■ **What is asked**:
Retype the lines from the line containing "Where can the rooftop" to the line containing "pixel 1155 406", including both of those lines, with no changes.

--- start of Raw records ---

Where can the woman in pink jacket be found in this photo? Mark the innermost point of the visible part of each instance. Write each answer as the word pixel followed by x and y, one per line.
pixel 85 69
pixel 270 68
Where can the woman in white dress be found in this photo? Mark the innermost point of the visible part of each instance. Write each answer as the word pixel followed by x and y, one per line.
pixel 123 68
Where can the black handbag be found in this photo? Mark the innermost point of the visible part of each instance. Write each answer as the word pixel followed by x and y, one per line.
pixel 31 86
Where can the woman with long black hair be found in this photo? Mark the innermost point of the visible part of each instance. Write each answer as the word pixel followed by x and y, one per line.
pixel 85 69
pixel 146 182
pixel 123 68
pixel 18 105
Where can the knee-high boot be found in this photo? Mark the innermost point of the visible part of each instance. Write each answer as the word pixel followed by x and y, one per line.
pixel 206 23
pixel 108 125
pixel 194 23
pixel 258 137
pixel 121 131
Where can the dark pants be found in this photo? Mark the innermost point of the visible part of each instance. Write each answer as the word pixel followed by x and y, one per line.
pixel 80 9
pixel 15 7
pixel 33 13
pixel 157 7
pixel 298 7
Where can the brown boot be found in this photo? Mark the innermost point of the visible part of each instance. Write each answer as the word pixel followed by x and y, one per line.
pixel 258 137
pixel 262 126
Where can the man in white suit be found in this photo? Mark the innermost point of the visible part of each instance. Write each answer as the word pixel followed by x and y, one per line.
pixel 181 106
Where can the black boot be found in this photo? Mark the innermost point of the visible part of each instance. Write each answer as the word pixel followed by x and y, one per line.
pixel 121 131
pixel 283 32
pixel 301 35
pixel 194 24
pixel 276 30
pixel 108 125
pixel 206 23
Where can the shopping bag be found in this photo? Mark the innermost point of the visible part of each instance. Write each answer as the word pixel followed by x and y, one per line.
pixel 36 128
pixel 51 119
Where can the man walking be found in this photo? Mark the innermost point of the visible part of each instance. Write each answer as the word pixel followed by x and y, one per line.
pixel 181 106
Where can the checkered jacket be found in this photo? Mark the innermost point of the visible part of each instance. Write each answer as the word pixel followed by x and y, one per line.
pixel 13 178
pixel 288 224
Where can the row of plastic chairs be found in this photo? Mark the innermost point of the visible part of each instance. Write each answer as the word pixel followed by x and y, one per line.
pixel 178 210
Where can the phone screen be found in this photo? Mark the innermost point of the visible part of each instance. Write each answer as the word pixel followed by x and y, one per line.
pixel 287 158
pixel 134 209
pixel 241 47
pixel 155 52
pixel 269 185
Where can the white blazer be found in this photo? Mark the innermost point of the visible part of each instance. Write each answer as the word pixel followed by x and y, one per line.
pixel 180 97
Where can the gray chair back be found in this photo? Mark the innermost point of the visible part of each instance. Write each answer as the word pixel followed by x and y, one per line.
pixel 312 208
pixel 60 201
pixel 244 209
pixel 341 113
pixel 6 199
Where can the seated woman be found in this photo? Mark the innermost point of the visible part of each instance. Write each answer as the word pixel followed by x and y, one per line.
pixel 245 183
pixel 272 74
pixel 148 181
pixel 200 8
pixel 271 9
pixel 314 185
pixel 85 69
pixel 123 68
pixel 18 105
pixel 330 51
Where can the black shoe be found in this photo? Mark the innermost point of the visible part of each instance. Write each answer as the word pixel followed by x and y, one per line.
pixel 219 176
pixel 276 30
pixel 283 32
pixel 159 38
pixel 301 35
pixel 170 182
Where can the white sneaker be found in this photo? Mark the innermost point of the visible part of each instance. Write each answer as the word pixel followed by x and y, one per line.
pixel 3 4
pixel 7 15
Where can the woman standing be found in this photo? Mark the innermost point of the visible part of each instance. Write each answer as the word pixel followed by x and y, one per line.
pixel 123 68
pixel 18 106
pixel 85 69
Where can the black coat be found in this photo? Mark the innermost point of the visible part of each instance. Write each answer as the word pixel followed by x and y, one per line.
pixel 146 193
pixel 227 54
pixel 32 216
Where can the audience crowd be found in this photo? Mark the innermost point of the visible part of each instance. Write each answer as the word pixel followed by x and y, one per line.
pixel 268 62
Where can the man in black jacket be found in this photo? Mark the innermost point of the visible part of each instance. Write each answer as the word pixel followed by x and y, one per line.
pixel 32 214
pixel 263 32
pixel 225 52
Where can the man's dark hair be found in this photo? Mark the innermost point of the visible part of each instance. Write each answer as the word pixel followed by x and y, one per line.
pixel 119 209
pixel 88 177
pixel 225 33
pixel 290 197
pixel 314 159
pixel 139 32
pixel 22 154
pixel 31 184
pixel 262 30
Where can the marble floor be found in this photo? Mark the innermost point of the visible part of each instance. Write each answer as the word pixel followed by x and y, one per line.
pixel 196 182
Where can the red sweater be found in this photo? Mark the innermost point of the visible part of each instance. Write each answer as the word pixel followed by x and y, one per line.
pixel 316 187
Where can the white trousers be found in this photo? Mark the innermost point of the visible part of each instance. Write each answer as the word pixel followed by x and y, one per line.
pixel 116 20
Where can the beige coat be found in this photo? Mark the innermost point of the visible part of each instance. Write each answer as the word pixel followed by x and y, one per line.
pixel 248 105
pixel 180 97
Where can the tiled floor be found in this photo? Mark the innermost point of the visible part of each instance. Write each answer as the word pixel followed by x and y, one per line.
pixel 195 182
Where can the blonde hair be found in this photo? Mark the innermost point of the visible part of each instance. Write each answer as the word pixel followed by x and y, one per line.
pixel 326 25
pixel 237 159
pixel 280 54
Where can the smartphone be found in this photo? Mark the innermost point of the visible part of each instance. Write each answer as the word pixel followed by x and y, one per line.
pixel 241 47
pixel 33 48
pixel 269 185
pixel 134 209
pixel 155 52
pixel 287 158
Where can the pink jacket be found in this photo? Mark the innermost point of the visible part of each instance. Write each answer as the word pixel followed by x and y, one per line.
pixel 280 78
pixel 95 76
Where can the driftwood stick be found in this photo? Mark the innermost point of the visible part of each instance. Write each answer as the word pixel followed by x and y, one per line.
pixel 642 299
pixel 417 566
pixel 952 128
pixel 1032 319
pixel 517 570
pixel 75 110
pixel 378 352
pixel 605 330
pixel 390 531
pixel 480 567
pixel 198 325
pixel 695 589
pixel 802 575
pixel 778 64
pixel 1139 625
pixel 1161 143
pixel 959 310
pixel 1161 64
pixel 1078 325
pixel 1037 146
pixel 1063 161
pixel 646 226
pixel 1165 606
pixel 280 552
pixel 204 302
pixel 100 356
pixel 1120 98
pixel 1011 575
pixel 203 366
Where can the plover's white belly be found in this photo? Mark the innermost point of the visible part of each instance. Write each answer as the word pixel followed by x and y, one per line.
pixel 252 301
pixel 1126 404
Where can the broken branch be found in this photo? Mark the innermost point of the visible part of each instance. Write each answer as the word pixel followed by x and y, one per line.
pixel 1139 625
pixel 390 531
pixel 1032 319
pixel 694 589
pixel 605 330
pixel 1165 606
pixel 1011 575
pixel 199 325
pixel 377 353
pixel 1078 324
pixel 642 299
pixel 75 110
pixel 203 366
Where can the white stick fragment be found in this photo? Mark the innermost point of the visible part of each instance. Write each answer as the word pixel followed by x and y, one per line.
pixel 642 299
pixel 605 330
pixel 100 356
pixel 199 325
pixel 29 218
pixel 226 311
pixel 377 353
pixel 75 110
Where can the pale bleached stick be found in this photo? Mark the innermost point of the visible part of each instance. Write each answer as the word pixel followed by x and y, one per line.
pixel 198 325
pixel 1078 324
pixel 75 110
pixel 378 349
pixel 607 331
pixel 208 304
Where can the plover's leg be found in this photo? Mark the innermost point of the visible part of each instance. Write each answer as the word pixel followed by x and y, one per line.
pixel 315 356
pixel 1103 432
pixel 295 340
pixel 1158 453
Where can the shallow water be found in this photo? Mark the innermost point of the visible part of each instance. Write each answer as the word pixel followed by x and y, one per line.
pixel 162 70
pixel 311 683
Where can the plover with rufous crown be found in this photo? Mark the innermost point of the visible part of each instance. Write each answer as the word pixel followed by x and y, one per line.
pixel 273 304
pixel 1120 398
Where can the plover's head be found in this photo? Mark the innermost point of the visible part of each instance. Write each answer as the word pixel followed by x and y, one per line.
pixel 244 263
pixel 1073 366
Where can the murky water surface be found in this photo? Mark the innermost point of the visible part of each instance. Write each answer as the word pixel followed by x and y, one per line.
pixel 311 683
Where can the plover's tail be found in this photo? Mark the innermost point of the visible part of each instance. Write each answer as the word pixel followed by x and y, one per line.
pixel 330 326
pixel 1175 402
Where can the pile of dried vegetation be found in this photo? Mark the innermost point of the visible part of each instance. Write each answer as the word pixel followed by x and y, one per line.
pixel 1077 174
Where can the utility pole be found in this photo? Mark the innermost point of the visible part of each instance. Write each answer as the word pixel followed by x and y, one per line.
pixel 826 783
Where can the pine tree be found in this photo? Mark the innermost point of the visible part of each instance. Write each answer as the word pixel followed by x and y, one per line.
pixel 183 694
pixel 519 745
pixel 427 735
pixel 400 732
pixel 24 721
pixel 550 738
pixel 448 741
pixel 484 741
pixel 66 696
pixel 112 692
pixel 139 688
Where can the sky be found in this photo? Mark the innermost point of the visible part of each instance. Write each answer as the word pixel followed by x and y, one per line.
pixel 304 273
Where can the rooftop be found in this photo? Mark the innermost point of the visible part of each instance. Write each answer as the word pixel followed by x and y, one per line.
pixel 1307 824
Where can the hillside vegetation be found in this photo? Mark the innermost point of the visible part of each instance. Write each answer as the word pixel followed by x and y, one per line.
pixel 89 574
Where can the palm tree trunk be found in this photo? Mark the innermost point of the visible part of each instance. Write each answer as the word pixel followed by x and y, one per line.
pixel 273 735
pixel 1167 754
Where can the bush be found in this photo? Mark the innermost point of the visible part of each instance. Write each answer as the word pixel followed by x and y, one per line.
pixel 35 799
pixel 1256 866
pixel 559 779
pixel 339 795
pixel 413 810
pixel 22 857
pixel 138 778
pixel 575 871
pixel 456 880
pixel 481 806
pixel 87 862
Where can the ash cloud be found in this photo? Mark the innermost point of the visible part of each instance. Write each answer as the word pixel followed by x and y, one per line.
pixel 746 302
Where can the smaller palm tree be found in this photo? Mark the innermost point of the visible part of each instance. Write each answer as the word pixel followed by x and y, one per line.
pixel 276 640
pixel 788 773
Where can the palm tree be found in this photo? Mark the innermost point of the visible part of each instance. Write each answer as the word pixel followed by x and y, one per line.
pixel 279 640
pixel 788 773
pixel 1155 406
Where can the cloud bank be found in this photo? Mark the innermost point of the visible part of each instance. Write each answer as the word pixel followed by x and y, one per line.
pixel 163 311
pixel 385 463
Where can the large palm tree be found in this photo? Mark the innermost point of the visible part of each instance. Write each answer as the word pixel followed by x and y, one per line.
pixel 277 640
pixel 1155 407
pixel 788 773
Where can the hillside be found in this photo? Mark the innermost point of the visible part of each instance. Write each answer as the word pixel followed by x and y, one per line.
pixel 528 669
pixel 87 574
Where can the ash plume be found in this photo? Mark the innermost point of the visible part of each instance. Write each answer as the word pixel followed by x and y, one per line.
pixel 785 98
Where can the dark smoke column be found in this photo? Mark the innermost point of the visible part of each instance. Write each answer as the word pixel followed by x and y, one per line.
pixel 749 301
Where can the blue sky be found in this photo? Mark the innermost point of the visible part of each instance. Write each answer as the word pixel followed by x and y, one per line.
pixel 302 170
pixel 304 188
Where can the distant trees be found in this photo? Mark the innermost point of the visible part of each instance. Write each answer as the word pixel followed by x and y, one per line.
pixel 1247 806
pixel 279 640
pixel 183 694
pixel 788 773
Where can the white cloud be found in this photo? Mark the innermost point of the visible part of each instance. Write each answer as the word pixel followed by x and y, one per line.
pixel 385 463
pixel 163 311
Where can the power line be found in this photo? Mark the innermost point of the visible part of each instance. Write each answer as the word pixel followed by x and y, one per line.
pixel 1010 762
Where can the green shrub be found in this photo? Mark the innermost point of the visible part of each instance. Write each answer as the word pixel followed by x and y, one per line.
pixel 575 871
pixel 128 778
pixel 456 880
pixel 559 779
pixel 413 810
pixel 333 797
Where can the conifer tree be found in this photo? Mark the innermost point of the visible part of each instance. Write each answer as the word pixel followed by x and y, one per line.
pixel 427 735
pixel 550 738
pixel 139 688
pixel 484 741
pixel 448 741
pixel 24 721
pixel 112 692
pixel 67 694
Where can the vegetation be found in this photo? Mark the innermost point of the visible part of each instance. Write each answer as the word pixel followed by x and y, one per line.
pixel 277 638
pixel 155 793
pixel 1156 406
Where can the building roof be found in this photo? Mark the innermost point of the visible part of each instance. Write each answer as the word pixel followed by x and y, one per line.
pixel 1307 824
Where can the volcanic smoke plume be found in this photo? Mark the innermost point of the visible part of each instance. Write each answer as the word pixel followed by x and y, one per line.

--- end of Raw records ---

■ **Task response**:
Where can the rooftop be found in this photo? Mark the innermost point of the visible part of each instance. Write each answer as the word pixel followed by x and y, one per line.
pixel 1307 824
Where can the hillside vegetation be found in this photo? Mark the innermost point of the visible part of each instance. Write each answer as the word pixel followed by x and y, one per line.
pixel 89 574
Where can the palm tree trunk be found in this photo? Mark the innermost point of the visible part of each instance. Write each answer as the word pixel followed by x and y, one per line.
pixel 273 735
pixel 1167 754
Where can the bush be found in this photo? Mark the innermost point of the visible part of each instance. Write each answer as the word pixel followed by x and y, one per line.
pixel 35 799
pixel 1256 866
pixel 559 779
pixel 339 795
pixel 413 810
pixel 22 857
pixel 138 778
pixel 575 871
pixel 456 880
pixel 481 806
pixel 87 862
Where can the ash cloud be found in this photo? Mark the innermost point of the visible part of each instance. Write each answer as the word pixel followed by x and y, one per line.
pixel 746 302
Where can the smaller palm tree be found in this photo? Mark the innermost point of the visible part of each instance. Write each answer as the word pixel followed by x and y, one per line.
pixel 276 640
pixel 788 773
Where can the palm tree be found in this photo? Mark the innermost point of the visible part of each instance. Write each answer as the word pixel followed by x and y, one per line.
pixel 279 640
pixel 788 773
pixel 1155 406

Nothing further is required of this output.